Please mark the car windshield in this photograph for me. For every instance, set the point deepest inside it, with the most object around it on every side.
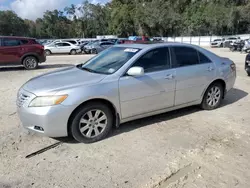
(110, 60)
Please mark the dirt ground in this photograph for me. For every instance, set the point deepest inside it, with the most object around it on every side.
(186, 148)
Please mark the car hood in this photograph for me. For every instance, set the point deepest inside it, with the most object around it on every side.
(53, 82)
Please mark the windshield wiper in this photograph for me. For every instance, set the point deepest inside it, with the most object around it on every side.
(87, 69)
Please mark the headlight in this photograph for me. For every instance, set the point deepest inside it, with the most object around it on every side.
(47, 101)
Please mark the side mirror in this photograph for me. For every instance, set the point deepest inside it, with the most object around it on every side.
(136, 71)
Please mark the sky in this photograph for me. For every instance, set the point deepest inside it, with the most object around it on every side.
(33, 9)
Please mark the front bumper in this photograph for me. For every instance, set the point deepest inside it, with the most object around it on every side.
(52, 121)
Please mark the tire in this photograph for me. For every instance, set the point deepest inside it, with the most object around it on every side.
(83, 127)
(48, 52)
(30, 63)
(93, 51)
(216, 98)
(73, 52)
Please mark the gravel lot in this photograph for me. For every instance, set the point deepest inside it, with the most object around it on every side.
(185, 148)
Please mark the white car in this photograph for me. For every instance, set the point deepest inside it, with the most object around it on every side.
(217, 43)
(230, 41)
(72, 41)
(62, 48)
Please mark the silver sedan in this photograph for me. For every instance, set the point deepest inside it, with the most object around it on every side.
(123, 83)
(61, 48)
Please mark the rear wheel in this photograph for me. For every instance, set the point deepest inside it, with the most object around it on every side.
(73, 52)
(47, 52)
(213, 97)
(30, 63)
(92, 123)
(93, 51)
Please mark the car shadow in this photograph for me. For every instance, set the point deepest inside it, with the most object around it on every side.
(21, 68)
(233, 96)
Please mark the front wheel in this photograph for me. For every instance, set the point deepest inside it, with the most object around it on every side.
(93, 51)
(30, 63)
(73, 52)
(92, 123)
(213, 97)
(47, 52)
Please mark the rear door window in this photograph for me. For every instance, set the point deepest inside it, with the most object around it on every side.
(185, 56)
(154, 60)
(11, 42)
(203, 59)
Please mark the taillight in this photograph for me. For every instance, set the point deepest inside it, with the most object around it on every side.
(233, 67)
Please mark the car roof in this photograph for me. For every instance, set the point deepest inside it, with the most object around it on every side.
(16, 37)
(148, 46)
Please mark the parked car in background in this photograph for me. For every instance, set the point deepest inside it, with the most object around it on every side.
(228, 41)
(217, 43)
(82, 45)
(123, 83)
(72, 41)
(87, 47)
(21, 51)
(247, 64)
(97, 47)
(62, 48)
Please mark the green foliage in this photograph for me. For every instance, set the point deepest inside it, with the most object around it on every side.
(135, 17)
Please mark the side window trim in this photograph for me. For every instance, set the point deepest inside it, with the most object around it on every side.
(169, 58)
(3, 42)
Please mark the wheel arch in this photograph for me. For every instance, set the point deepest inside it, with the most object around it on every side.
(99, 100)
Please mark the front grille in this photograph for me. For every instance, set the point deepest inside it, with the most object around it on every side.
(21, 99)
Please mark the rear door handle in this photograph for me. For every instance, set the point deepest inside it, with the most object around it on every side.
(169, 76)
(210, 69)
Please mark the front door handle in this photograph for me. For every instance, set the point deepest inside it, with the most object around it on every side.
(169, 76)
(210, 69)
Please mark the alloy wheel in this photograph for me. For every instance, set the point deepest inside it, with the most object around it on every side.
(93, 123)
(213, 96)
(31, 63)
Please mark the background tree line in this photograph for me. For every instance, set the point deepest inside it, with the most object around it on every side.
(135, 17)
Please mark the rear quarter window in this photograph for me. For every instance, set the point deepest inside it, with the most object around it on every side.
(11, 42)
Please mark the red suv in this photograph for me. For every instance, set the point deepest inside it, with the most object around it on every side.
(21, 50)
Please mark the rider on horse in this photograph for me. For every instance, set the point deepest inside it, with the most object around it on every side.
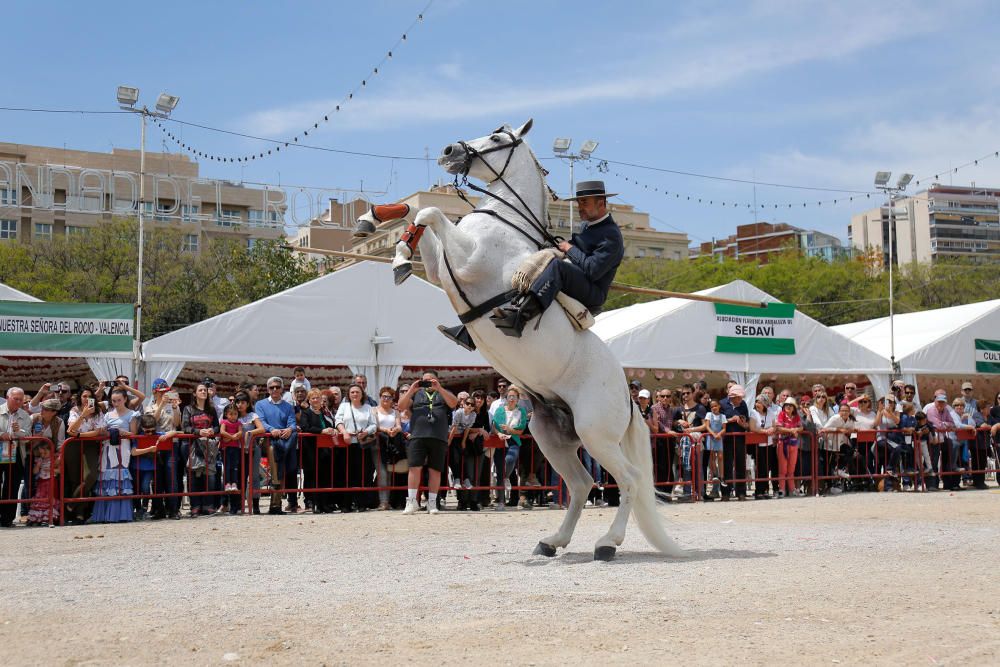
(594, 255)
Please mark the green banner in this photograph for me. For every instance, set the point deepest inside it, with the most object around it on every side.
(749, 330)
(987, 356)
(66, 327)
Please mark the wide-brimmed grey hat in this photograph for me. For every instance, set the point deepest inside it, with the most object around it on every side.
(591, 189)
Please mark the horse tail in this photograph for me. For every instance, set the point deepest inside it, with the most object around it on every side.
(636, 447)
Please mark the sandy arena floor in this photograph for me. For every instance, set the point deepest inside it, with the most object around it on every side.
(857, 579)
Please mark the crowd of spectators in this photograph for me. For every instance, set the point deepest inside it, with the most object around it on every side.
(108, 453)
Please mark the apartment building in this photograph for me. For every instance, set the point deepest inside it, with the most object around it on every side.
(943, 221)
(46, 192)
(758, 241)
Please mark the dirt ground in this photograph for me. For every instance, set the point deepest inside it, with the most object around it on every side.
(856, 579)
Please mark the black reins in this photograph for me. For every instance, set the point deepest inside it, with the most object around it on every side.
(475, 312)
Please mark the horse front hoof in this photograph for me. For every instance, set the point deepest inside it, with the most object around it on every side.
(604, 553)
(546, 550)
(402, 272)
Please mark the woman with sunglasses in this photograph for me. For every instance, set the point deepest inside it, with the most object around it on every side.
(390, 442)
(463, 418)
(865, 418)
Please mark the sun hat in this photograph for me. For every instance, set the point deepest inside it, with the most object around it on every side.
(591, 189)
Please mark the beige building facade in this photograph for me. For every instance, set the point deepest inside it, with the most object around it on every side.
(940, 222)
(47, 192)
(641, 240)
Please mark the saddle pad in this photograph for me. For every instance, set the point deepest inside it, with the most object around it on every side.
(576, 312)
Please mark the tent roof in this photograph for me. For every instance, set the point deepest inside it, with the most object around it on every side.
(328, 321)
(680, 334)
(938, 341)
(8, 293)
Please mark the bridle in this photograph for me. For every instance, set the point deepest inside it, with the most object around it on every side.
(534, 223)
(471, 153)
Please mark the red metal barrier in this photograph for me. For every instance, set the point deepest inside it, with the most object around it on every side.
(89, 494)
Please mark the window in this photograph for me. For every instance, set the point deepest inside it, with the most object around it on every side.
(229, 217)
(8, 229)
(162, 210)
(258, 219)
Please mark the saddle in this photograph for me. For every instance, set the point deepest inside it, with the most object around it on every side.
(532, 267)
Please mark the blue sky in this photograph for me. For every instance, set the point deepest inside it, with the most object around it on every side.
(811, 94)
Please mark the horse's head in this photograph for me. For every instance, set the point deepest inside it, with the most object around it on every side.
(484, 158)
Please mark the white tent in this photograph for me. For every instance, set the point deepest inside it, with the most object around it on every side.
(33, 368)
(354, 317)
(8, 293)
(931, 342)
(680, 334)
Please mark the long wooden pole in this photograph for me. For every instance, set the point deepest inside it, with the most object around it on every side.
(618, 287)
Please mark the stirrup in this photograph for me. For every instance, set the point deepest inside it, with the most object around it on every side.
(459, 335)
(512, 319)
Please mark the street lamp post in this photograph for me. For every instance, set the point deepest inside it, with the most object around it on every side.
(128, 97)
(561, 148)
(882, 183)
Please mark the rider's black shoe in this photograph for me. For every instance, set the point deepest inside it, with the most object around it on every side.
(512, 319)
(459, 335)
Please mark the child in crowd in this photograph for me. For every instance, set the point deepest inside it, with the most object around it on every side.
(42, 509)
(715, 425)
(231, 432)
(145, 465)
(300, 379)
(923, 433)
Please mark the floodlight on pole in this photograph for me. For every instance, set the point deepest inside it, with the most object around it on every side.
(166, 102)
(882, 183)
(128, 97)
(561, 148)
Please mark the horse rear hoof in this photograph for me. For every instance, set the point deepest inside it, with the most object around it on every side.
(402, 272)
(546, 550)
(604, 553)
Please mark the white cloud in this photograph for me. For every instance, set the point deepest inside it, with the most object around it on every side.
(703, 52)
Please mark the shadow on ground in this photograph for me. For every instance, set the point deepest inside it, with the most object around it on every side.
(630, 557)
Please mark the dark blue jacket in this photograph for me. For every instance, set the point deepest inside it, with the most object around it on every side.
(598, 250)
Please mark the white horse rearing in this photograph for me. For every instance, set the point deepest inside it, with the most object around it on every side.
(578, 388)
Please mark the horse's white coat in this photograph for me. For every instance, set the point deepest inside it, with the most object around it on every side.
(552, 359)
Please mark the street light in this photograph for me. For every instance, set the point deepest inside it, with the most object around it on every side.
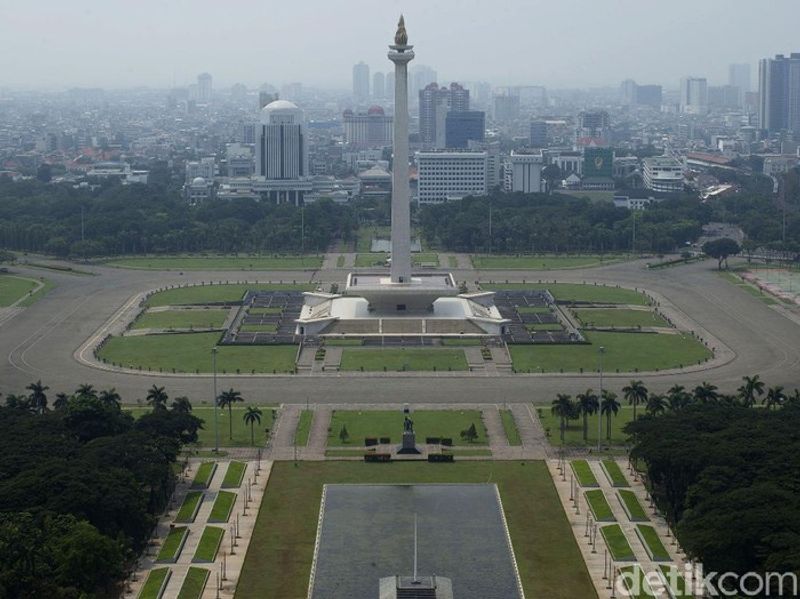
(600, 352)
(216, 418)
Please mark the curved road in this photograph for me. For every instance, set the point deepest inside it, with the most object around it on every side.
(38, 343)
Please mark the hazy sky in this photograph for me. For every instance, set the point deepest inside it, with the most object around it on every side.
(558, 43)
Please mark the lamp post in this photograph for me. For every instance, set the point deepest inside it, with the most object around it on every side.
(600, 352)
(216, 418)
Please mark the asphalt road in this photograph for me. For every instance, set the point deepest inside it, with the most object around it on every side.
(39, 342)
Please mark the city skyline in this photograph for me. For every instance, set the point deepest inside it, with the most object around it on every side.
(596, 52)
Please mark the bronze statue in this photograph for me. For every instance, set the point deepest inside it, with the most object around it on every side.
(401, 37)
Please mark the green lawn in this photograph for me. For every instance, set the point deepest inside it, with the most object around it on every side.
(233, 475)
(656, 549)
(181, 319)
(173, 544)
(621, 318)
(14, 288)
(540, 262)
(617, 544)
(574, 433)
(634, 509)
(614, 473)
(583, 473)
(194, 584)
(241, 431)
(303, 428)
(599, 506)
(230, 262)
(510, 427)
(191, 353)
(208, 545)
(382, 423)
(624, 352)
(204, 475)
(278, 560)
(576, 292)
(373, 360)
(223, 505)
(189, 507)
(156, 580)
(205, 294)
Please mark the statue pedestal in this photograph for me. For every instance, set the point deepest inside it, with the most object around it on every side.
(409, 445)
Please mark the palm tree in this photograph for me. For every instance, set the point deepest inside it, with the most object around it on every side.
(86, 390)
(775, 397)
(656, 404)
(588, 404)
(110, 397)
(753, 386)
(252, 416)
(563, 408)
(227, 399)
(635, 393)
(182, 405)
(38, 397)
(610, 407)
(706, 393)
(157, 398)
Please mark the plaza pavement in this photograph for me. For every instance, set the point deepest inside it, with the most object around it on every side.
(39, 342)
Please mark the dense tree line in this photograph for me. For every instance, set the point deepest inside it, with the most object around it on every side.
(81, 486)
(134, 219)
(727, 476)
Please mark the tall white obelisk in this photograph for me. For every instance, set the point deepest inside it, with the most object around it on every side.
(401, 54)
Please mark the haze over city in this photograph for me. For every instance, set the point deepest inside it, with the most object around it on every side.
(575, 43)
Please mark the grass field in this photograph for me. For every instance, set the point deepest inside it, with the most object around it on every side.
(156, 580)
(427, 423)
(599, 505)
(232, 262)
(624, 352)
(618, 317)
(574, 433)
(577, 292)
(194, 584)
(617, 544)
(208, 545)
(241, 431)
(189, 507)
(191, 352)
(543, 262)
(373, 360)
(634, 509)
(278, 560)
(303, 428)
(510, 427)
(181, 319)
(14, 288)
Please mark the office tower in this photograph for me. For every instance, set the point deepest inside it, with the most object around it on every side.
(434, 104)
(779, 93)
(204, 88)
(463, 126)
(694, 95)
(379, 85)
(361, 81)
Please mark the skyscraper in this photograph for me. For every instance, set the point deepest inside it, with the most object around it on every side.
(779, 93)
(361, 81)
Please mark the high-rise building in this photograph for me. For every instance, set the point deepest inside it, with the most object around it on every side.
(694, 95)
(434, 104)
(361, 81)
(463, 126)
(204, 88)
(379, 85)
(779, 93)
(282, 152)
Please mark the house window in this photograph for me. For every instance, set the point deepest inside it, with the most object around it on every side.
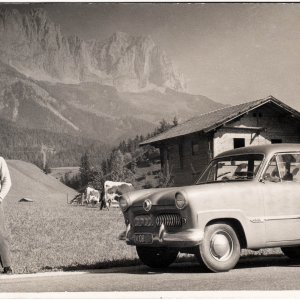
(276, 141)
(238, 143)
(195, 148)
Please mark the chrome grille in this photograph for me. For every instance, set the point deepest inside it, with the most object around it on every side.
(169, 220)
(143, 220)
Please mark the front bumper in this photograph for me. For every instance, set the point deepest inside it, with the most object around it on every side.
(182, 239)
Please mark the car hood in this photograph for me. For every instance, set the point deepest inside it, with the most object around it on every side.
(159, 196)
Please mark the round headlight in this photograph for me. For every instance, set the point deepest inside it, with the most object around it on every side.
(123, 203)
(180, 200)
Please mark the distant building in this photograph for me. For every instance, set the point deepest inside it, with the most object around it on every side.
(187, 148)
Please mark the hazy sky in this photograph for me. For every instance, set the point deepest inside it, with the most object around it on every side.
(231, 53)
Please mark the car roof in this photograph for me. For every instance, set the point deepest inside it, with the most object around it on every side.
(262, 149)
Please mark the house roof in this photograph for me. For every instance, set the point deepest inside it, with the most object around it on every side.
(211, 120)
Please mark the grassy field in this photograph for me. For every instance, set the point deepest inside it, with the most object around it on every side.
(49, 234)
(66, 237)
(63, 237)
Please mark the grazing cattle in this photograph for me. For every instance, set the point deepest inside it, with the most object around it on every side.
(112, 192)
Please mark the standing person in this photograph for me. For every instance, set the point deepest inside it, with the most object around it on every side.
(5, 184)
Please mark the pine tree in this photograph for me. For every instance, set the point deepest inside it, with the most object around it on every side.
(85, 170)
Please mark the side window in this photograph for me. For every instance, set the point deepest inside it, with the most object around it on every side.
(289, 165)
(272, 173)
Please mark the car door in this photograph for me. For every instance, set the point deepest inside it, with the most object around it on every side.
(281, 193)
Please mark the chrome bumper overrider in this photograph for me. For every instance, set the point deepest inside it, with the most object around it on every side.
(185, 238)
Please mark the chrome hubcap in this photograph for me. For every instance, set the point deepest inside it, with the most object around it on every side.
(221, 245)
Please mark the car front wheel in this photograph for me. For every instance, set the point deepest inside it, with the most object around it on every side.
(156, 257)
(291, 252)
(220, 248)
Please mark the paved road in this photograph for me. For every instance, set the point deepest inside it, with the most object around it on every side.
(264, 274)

### Your assignment
Your answer should be the lines from the one that contains "Please mark the house roof" through the last line of the material, copied exactly.

### Response to this task
Please mark the house roof in this photograph for me. For every instance, set the point deepest inside it, with the most object around it on every side.
(211, 120)
Please mark the grassy field in this photograph for me. For every instance, set the point deepest inside it, with the most object around it on every side.
(49, 234)
(66, 237)
(63, 237)
Please mark the grazing cattle in this photograph for me. For every instance, set the point deepest inside it, with the most object around it on every side.
(112, 192)
Please mark the standing person in this photograph for me. For every instance, set the point deepest inside it, with the most object around it on every side.
(5, 184)
Please mark the pine tree in this photograph for me. For every instance, set the point deepest inside it, with the most object around it on every side.
(85, 170)
Please mark the side window in this photograph for me. For every instance, set the point deepest inside it, with the most object around it on every side.
(289, 165)
(272, 173)
Please mark the car door in this photograph for me. For every instance, set the point deepest inside it, with the most object around it on every side.
(281, 193)
Please mark the chrome bumper overrider in this photograph for me. For every instance, set the point deepest inside it, with the most object around it on every side.
(185, 238)
Please mark the chrome hubcap in this photograph for me. For every instance, set the point deepest inside it, with the most object around it on every side.
(221, 245)
Please mark the car front wheel in this photograph for me. For every instance, set the point deepest inside it, with the most object around it on every side.
(156, 257)
(291, 252)
(220, 248)
Please mark the paved road in this photograph for me. For every instance, set the point deepest inside it, with the most object around it on every side.
(264, 274)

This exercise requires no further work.